给定文段:
去年十月,美国知名作家葛拉威尔(Malcom Gladwell)在纽约客杂誌 (New Yorker)写了一篇长文「小改变」,质疑推特等社交媒体 (social media)可以「推」动政治革命或社会运动。就在这场知识的辩论不断延烧中,今年初突然爆发了从突尼西亚到埃及的阿拉伯之春。现实正检验著这些理论。
肯定社交媒体作用的学者如今年一月號「外交事务」(Foreign Affairs) 季刊的封面文章「社交媒体的政治力量」。其主要观点是,一方面社交媒体可以促进哈伯马斯所谈的公共领域(如同之前的印刷媒体),因而有利於民主化;另方面社交媒体在人们的抗议行动中扮演关键协调角色,尤其可以形成一种「共享意识」,让参与者了解彼此的想法与处境,因而形成集体行动的可能。
谷歌的执行长史密特(Eric Schmit)去年也在外交事务季刊为文说,社交媒体確实是有利於人民,因为相对於网站是一对多,社交媒体是多对多,所以每个个人的权力增加了,世界上的权力因此是更分散的。
 
否定者则主要有两种立场:无效论和有害论。无效论代表如葛拉威尔认为所谓「推特革命」、「脸书革命」乃是言过其实,是夸大了社交媒体的作用。他说,人们对社交媒体的狂热崇拜让人们忘记了什么是真正的行动主义,如五、六零年代的黑人民权运动。

数据摘录:
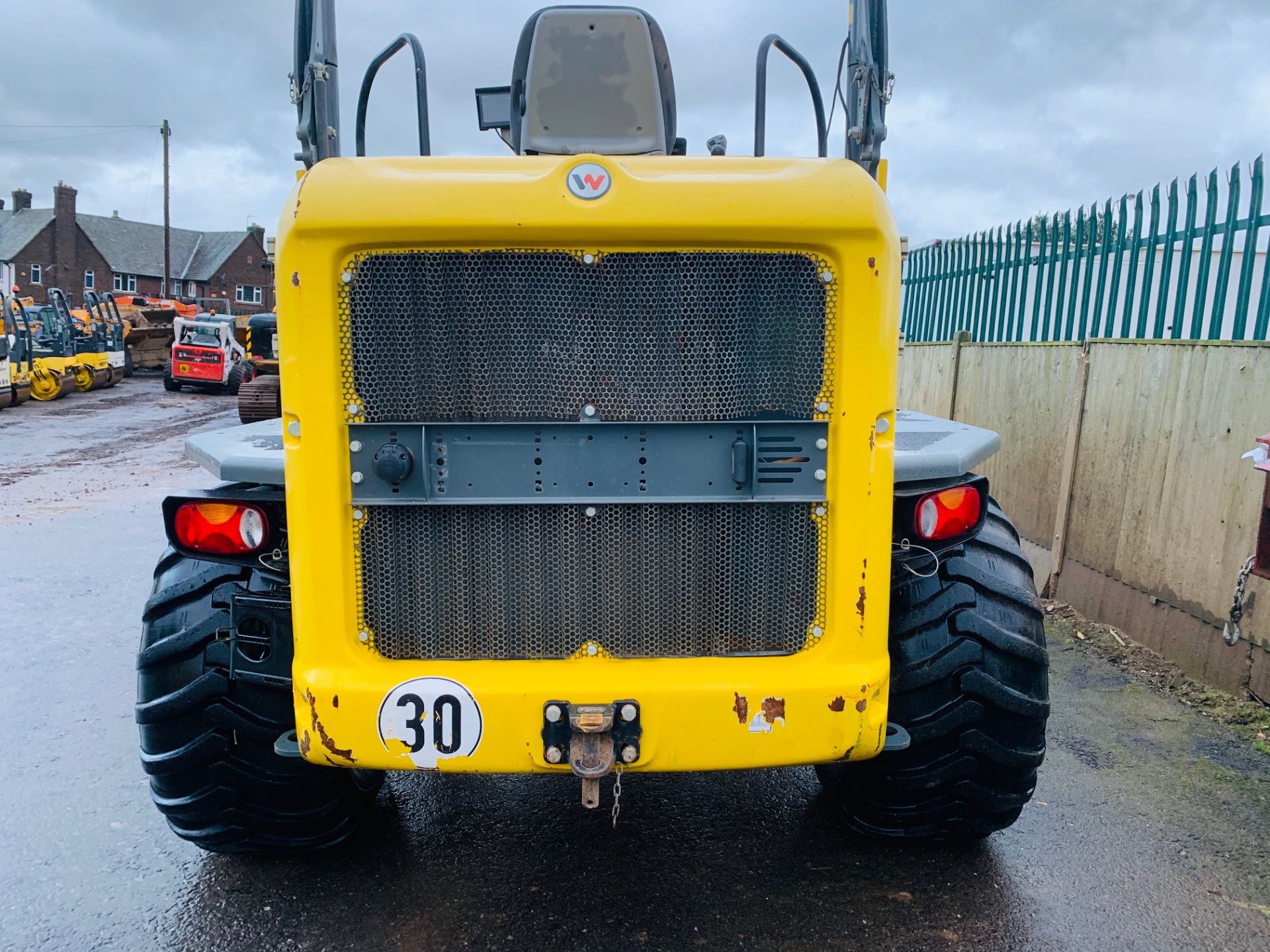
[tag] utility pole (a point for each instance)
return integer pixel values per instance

练习说明: 请把给定文段从“去年十月,美国知名作家葛拉威尔(Malcom Gladwell)在纽约客杂誌 (New”起、到“世界上的权力因此是更分散的。”为止(含这一句)重新写出,并把其中的“社交媒体”全部替换成“社群媒体”。 上面的数据与本练习毫无关系。

参考答案:
去年十月,美国知名作家葛拉威尔(Malcom Gladwell)在纽约客杂誌 (New Yorker)写了一篇长文「小改变」,质疑推特等社群媒体 (social media)可以「推」动政治革命或社会运动。就在这场知识的辩论不断延烧中,今年初突然爆发了从突尼西亚到埃及的阿拉伯之春。现实正检验著这些理论。
肯定社群媒体作用的学者如今年一月號「外交事务」(Foreign Affairs) 季刊的封面文章「社群媒体的政治力量」。其主要观点是,一方面社群媒体可以促进哈伯马斯所谈的公共领域(如同之前的印刷媒体),因而有利於民主化;另方面社群媒体在人们的抗议行动中扮演关键协调角色,尤其可以形成一种「共享意识」,让参与者了解彼此的想法与处境,因而形成集体行动的可能。
谷歌的执行长史密特(Eric Schmit)去年也在外交事务季刊为文说,社群媒体確实是有利於人民,因为相对於网站是一对多,社群媒体是多对多,所以每个个人的权力增加了,世界上的权力因此是更分散的。